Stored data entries
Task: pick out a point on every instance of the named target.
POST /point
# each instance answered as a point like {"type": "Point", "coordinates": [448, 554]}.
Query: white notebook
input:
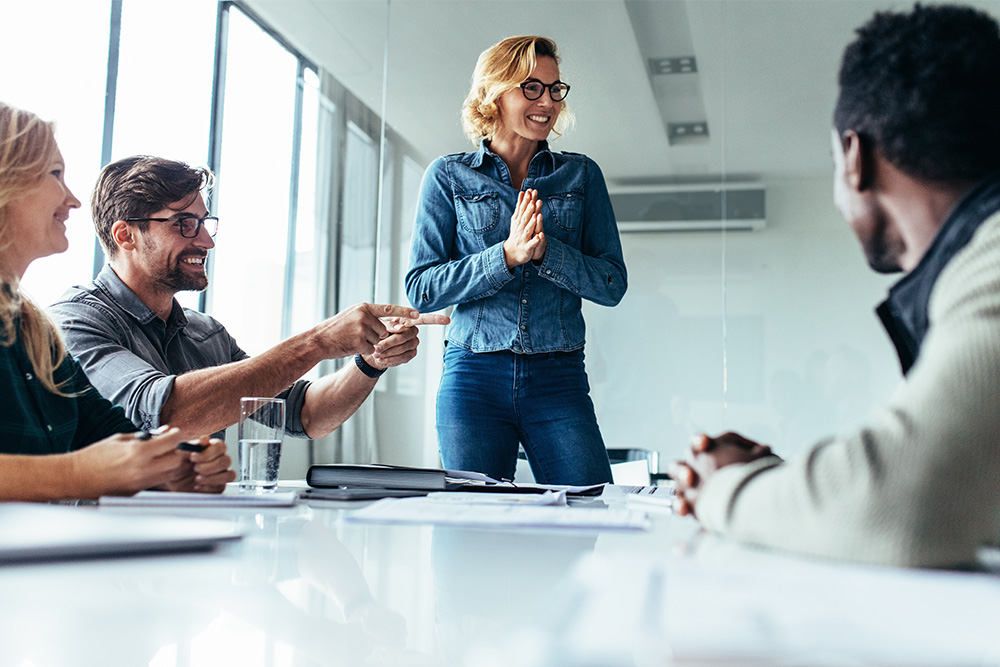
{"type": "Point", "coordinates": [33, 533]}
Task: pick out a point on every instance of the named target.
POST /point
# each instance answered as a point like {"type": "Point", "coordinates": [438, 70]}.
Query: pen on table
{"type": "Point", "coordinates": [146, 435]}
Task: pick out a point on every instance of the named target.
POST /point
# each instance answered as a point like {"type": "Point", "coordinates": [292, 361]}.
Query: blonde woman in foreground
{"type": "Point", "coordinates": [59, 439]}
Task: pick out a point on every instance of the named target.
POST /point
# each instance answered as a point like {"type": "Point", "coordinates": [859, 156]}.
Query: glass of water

# THE PROBLEM:
Please restate the entries word for word. Skip the pictures.

# RESULT OF THE TASK:
Task: pick out a point on every instance of the named target.
POST /point
# each instance answered as a point like {"type": "Point", "coordinates": [448, 554]}.
Query: white notebook
input:
{"type": "Point", "coordinates": [33, 533]}
Task: pick out a point on every instance of the named target.
POST /point
# each instance answered as a point like {"type": "Point", "coordinates": [438, 70]}.
Query: pen on table
{"type": "Point", "coordinates": [146, 435]}
Task: pick out a point on every instance of the named target.
POST /point
# each instance answered as a point like {"type": "Point", "coordinates": [292, 361]}.
Query: blonde woman in foreground
{"type": "Point", "coordinates": [59, 439]}
Task: pick out a point on every instance of the named target.
POST /point
# each instance answered as a point like {"type": "Point", "coordinates": [859, 156]}.
Query: glass of water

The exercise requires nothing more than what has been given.